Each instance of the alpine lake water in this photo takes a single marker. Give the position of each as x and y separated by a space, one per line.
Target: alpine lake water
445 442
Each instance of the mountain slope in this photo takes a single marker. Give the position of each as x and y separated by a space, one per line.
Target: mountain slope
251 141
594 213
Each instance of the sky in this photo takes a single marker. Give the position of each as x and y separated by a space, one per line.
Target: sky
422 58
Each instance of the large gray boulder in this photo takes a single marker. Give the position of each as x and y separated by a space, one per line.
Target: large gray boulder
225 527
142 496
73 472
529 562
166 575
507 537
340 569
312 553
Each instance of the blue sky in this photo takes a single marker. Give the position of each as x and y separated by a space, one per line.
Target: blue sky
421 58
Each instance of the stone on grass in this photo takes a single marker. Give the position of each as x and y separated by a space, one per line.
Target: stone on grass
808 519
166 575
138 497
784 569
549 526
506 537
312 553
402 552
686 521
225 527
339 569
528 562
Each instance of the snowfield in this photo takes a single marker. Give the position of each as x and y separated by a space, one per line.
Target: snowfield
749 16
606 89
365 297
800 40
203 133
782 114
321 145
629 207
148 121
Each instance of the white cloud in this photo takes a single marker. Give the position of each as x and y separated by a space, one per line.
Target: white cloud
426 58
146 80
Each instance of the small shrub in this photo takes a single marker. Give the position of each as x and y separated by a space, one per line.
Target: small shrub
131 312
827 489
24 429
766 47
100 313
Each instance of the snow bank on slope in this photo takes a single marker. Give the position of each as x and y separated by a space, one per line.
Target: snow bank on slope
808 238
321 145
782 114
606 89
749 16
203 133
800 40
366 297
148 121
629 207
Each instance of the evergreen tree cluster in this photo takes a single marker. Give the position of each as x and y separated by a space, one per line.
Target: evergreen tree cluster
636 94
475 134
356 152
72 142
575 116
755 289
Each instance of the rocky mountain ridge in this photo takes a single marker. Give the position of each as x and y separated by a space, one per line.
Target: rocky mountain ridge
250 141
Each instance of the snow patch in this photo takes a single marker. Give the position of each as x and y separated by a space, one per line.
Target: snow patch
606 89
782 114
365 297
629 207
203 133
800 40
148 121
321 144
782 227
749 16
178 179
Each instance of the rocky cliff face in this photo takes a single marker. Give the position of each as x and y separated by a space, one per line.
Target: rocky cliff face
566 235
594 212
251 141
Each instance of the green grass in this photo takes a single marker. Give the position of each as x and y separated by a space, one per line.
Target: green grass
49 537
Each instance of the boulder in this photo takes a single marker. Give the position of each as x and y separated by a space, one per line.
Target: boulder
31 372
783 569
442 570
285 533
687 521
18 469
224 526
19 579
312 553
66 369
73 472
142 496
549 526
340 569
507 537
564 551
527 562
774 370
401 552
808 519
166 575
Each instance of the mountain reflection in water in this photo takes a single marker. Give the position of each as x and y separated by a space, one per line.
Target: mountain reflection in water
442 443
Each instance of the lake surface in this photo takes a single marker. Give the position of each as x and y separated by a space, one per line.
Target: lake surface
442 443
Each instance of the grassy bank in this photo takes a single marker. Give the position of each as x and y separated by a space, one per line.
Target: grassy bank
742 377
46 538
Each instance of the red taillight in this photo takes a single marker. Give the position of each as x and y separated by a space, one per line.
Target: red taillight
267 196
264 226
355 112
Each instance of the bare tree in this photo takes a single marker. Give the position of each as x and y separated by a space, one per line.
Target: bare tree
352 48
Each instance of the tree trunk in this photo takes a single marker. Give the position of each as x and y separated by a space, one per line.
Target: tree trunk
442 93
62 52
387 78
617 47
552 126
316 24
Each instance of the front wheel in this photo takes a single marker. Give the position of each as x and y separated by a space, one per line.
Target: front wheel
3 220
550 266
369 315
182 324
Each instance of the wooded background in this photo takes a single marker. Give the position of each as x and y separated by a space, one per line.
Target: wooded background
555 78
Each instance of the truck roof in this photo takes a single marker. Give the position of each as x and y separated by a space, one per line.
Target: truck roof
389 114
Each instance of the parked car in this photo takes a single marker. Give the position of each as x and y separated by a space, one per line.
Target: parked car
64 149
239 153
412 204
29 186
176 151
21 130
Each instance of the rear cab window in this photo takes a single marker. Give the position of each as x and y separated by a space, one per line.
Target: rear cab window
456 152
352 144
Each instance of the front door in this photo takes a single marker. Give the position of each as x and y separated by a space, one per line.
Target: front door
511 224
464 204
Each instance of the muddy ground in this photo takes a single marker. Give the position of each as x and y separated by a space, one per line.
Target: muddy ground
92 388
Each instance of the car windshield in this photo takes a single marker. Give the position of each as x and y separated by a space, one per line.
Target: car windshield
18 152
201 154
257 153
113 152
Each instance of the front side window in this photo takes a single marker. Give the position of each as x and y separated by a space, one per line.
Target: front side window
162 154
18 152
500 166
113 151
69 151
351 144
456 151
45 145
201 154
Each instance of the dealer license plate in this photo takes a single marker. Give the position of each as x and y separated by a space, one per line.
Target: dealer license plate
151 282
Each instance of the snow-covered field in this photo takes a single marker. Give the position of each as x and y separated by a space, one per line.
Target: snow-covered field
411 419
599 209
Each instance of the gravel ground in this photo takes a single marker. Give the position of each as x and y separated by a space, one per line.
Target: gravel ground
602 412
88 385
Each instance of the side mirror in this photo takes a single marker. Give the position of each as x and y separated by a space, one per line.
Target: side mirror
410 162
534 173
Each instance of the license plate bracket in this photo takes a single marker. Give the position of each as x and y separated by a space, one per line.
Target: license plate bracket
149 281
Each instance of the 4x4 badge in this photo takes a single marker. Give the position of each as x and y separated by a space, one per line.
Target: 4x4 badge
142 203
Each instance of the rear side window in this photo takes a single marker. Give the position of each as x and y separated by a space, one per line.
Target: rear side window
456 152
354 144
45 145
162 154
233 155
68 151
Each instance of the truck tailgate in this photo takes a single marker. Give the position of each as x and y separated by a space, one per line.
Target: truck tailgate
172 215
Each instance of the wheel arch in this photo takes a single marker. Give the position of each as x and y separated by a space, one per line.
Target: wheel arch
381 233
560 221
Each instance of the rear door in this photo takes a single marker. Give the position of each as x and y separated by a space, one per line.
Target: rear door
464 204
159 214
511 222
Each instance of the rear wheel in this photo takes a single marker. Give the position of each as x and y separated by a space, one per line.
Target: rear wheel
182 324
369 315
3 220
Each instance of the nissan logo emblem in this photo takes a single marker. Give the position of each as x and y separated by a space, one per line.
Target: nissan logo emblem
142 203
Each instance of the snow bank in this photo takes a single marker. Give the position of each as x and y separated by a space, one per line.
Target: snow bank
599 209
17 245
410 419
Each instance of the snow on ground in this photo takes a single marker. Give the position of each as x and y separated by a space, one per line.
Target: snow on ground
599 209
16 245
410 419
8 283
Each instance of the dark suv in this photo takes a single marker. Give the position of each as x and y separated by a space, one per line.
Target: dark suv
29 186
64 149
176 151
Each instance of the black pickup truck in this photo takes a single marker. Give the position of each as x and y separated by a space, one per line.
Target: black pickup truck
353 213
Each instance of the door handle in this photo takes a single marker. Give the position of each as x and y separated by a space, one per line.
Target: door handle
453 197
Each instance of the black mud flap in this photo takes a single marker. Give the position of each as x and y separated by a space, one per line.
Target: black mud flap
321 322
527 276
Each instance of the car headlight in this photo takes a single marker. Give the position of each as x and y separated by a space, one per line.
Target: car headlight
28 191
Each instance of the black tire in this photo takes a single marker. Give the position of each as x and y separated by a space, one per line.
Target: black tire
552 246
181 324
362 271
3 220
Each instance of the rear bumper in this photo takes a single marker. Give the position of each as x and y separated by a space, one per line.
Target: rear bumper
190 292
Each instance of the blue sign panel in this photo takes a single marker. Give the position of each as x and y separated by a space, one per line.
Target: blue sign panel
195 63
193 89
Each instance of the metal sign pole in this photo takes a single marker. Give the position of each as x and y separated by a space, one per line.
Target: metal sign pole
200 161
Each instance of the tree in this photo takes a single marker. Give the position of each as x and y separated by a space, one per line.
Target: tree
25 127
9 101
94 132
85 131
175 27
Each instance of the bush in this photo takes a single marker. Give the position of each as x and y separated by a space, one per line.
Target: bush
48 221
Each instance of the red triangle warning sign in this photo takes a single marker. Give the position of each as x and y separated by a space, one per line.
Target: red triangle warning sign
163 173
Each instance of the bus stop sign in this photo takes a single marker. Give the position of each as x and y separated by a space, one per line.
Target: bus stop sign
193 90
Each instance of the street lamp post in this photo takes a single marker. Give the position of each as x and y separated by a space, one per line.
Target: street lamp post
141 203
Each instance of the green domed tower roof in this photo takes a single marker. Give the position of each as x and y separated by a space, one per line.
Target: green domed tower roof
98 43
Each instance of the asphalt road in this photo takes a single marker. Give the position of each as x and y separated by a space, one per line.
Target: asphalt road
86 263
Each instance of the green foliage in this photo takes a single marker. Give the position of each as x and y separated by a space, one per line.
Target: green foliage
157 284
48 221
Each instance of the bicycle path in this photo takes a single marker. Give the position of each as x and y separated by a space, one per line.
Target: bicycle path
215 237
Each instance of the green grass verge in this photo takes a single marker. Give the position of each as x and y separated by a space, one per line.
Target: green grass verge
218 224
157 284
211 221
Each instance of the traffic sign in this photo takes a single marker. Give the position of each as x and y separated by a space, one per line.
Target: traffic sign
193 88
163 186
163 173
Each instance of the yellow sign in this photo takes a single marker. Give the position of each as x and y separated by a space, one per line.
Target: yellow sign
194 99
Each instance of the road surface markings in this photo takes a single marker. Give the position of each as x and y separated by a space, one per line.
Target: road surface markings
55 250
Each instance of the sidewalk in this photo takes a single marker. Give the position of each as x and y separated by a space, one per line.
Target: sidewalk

------------------------------

• WHAT YOU WILL DO
Set down, exactly and in full, the lines from the one containing "Each instance of the traffic" through the end of the entries; no other line belongs.

• COMPLETE OUTPUT
Each instance of the traffic sign in this photo takes a single marker. Give the position of each as x and y separated by a space, one per line.
Target: traffic sign
193 88
163 186
163 173
Each instance of the yellow sign in this photo takes a single marker. Give the position of each as x and y separated by a space, one per line.
Target: yellow sign
194 99
Each instance of the road surface markings in this photo takes a single marker. Give the position of each as x and y separated by a space, one per line.
Target: road surface markings
55 250
Each instance of the sidewalk in this photo takes a single marker. Give the position of each as x and y separated by a space, one per line.
Target: sidewalk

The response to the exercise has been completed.